- **Instructions to follow**: Omit all images, then return the remaining material exactly as it stands.

- **The input**:

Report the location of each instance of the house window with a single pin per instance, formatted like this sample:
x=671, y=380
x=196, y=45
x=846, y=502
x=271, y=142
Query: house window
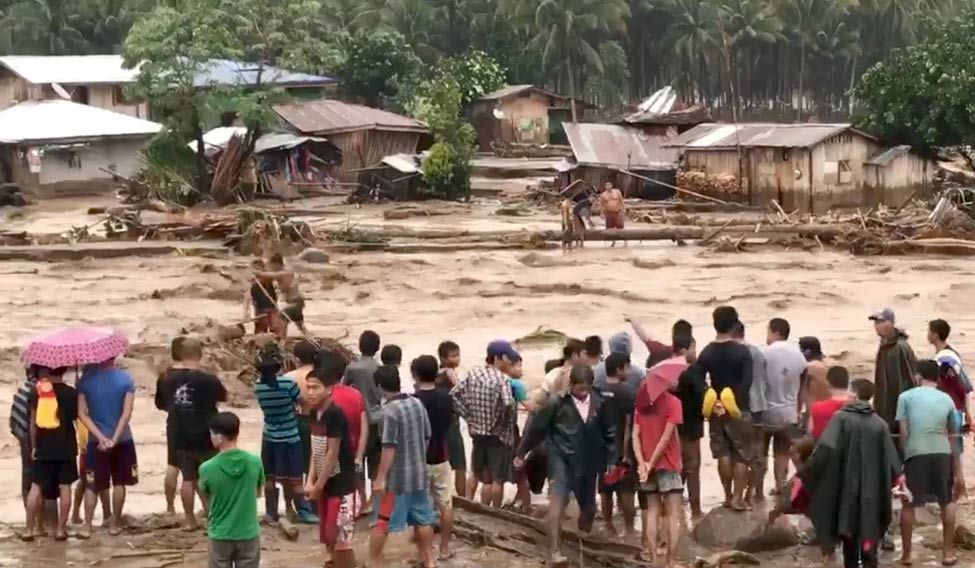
x=118, y=96
x=844, y=173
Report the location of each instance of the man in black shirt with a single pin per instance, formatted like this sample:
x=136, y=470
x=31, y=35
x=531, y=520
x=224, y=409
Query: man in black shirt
x=620, y=478
x=728, y=365
x=440, y=411
x=192, y=396
x=53, y=410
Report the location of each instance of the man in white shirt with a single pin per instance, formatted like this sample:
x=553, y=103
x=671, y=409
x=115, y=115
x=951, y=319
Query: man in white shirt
x=784, y=365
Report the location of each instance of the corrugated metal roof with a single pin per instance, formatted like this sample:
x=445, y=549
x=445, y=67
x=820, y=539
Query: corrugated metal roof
x=226, y=72
x=721, y=135
x=885, y=157
x=328, y=116
x=70, y=69
x=612, y=146
x=59, y=120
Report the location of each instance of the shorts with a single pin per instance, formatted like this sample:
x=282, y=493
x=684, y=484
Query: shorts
x=304, y=432
x=51, y=475
x=118, y=467
x=441, y=484
x=614, y=220
x=294, y=311
x=268, y=322
x=456, y=452
x=336, y=520
x=779, y=437
x=625, y=485
x=930, y=478
x=662, y=481
x=283, y=461
x=189, y=461
x=373, y=451
x=733, y=438
x=394, y=512
x=564, y=483
x=26, y=467
x=490, y=457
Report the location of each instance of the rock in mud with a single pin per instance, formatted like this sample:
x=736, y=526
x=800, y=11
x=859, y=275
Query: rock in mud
x=748, y=531
x=314, y=256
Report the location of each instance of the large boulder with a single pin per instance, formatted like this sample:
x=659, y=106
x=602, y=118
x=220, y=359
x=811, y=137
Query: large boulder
x=747, y=531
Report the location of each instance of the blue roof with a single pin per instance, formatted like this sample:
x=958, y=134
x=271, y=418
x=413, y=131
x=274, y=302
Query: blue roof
x=227, y=72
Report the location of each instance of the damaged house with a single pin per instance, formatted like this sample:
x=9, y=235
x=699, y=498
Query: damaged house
x=639, y=164
x=522, y=114
x=806, y=167
x=362, y=134
x=59, y=147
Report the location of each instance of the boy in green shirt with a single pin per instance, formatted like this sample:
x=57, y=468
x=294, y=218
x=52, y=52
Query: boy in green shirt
x=232, y=481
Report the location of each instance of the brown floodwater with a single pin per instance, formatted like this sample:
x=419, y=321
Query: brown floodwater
x=418, y=300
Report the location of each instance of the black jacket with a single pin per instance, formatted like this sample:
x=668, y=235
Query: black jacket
x=849, y=476
x=587, y=445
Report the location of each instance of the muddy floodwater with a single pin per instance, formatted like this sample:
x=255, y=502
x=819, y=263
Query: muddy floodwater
x=471, y=297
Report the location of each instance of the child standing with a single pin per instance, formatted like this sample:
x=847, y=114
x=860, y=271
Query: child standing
x=53, y=410
x=232, y=481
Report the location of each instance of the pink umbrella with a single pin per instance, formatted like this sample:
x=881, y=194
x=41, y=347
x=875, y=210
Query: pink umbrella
x=660, y=378
x=75, y=346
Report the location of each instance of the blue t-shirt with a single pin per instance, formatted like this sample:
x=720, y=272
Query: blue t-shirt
x=927, y=411
x=278, y=404
x=104, y=389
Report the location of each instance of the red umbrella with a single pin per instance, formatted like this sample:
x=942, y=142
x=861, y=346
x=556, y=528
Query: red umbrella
x=660, y=378
x=75, y=346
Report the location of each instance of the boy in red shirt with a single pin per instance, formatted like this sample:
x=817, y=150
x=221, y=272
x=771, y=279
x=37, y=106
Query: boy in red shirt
x=820, y=412
x=658, y=455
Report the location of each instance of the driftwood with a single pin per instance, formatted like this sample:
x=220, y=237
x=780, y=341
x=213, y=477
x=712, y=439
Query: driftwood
x=728, y=558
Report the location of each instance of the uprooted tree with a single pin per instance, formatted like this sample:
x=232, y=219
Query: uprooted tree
x=925, y=95
x=176, y=47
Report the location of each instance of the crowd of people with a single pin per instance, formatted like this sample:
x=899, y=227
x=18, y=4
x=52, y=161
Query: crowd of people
x=343, y=440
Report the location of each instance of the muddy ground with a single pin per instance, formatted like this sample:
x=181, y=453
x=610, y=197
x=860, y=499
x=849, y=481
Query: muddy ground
x=417, y=300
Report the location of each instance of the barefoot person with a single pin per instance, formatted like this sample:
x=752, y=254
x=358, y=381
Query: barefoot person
x=232, y=481
x=281, y=452
x=53, y=409
x=106, y=396
x=927, y=418
x=728, y=365
x=449, y=354
x=337, y=418
x=440, y=411
x=402, y=486
x=658, y=454
x=854, y=462
x=620, y=479
x=581, y=439
x=193, y=396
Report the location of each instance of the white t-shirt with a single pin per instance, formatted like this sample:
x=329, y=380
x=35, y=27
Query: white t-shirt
x=784, y=365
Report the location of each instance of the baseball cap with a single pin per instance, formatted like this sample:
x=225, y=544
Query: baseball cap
x=502, y=348
x=621, y=343
x=885, y=314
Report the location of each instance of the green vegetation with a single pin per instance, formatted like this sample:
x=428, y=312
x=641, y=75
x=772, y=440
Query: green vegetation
x=751, y=55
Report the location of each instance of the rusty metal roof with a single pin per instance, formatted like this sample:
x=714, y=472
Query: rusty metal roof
x=718, y=136
x=328, y=116
x=623, y=147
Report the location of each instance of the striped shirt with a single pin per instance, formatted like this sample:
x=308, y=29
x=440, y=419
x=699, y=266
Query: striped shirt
x=278, y=404
x=406, y=428
x=19, y=413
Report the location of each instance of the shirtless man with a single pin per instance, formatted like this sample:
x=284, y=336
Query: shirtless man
x=814, y=386
x=612, y=207
x=287, y=282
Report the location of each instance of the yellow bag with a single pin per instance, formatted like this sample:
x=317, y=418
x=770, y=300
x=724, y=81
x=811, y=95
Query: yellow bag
x=47, y=406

- **Exercise response**:
Report the location of each instance of the house window with a single pin per instance, formatted like this sample:
x=671, y=380
x=196, y=45
x=846, y=502
x=271, y=142
Query: house window
x=118, y=96
x=844, y=173
Report the location of each instance of the man in black shirt with a single pin per instance, formatted like this sample:
x=136, y=470
x=31, y=35
x=531, y=520
x=224, y=409
Query: man in black shirt
x=620, y=478
x=728, y=365
x=440, y=411
x=192, y=396
x=53, y=410
Report the location of each instance of the man in white shirt with a single pin per instance, formatted like this sample:
x=553, y=103
x=671, y=409
x=115, y=115
x=951, y=319
Query: man in white shirt
x=784, y=365
Report the location of each instance of the corrugated metal roof with a single pin per instance, formatted like this sample:
x=445, y=549
x=445, y=67
x=820, y=539
Query: corrugated metal roof
x=226, y=72
x=721, y=135
x=885, y=157
x=328, y=116
x=70, y=69
x=612, y=146
x=59, y=120
Report the location of each instance of the shorts with a single pin per instance, formatted like this sample:
x=282, y=493
x=684, y=484
Query: shorts
x=304, y=432
x=51, y=475
x=118, y=467
x=441, y=484
x=614, y=220
x=294, y=311
x=268, y=322
x=456, y=452
x=336, y=520
x=779, y=437
x=625, y=485
x=930, y=478
x=662, y=481
x=283, y=461
x=189, y=461
x=373, y=451
x=733, y=438
x=394, y=512
x=564, y=483
x=26, y=467
x=490, y=457
Report the location of each instance of the rock in mud with a single pin per instance, formatted like this sample:
x=736, y=526
x=800, y=11
x=859, y=275
Query: rock in mud
x=748, y=531
x=314, y=256
Report the location of each instance of the large boulder with a single pin per instance, formatted like this sample:
x=659, y=106
x=602, y=118
x=220, y=359
x=811, y=137
Query: large boulder
x=747, y=531
Report the location of each instance of the blue roof with a single pin per instance, formatted like this sample:
x=958, y=134
x=271, y=418
x=413, y=131
x=274, y=302
Query: blue roof
x=227, y=72
Report the location of each instance of the damaged house with a single pin per instance, formatted like this sample:
x=9, y=235
x=699, y=498
Query: damaged house
x=639, y=164
x=522, y=114
x=806, y=167
x=362, y=134
x=59, y=147
Report the location of each instance of the boy in green shirt with a single pin per instance, formatted like this sample:
x=57, y=468
x=294, y=218
x=52, y=52
Query: boy in green shirt
x=232, y=481
Report the location of each instance of the brown floodwater with a single pin per instance, formatted like this sample:
x=419, y=321
Query: brown floodwater
x=418, y=300
Report the location of each instance of the black jacket with a single pin per instance, formatted like this sample:
x=668, y=235
Query: black jacket
x=849, y=476
x=587, y=445
Report the location of each instance of the muddy floodwater with a single pin per instance, formatted like this sample:
x=255, y=502
x=819, y=263
Query: muddy floodwater
x=471, y=297
Report the location of each instance of the child standing with a single pin per instance, formatted like this sample:
x=847, y=114
x=860, y=271
Query: child standing
x=53, y=410
x=232, y=481
Report the location of each instance of the pink umbrella with a single pin per instance, formatted like this sample:
x=881, y=194
x=41, y=347
x=875, y=210
Query: pink umbrella
x=660, y=378
x=75, y=346
Report the location of each instance of the blue t-shirt with a single pin per instance, formatted like this sample:
x=720, y=272
Query: blue t-shirt
x=927, y=411
x=278, y=404
x=104, y=389
Report the location of each instance of the red umbrella with a single pin per instance, formatted like this sample:
x=942, y=142
x=861, y=346
x=556, y=528
Query: red umbrella
x=660, y=378
x=75, y=346
Report the location of each instance of the boy in red shirt with a single pin per instance, formatted like this sample:
x=817, y=150
x=221, y=272
x=771, y=279
x=37, y=106
Query: boy in red shirt
x=820, y=412
x=658, y=455
Report the location of each instance of the driftwood with a single pin per instance, formatted like this sample:
x=220, y=237
x=780, y=341
x=213, y=477
x=712, y=439
Query: driftwood
x=728, y=558
Report the location of each instance of the uprooted tree with a single pin per instance, formatted like this sample:
x=232, y=219
Query: uprooted tree
x=925, y=95
x=176, y=47
Report the location of each instance of the crowd of people with a single pin per instance, formatted like this sample:
x=899, y=227
x=18, y=4
x=52, y=161
Query: crowd of people
x=343, y=440
Report the location of each instance of the muddy ground with a single pin per instance, formatted like this sample:
x=181, y=453
x=610, y=197
x=860, y=499
x=849, y=481
Query: muddy ground
x=417, y=300
Report the location of each instance of the barefoot person with a single pin per instance, formatted like this sample:
x=752, y=254
x=358, y=381
Query: barefoot person
x=232, y=481
x=281, y=452
x=53, y=409
x=106, y=396
x=927, y=418
x=728, y=365
x=449, y=354
x=337, y=418
x=440, y=411
x=402, y=486
x=658, y=454
x=854, y=462
x=620, y=479
x=581, y=439
x=193, y=396
Report the location of each instance of the white t-shirt with a single pin per instance, formatted like this sample:
x=329, y=380
x=35, y=27
Query: white t-shirt
x=784, y=365
Report the location of each instance of the baseball cap with a single pin per instance, formatted like this sample:
x=225, y=544
Query: baseball cap
x=502, y=348
x=621, y=343
x=885, y=314
Report the location of each instance of the green vegetation with a single pin per instance, formatted like this sample:
x=428, y=312
x=641, y=75
x=772, y=440
Query: green vegetation
x=751, y=55
Report the location of each instance of the rusty metal roof with a single pin per instance, formatted like this sample:
x=714, y=472
Query: rusty metal roof
x=718, y=136
x=328, y=116
x=623, y=147
Report the location of each instance of the striped shirt with a single pin per instance, formatted like this sample:
x=308, y=29
x=440, y=419
x=699, y=266
Query: striped shirt
x=278, y=404
x=406, y=428
x=19, y=413
Report the location of each instance of the shirtless man with a single pin per instance, formatted like this sample:
x=284, y=336
Query: shirtless man
x=814, y=386
x=612, y=207
x=287, y=282
Report the location of each instance of the yellow bag with a single pin per instance, formatted like this sample:
x=317, y=418
x=770, y=300
x=724, y=81
x=811, y=95
Query: yellow bag
x=47, y=406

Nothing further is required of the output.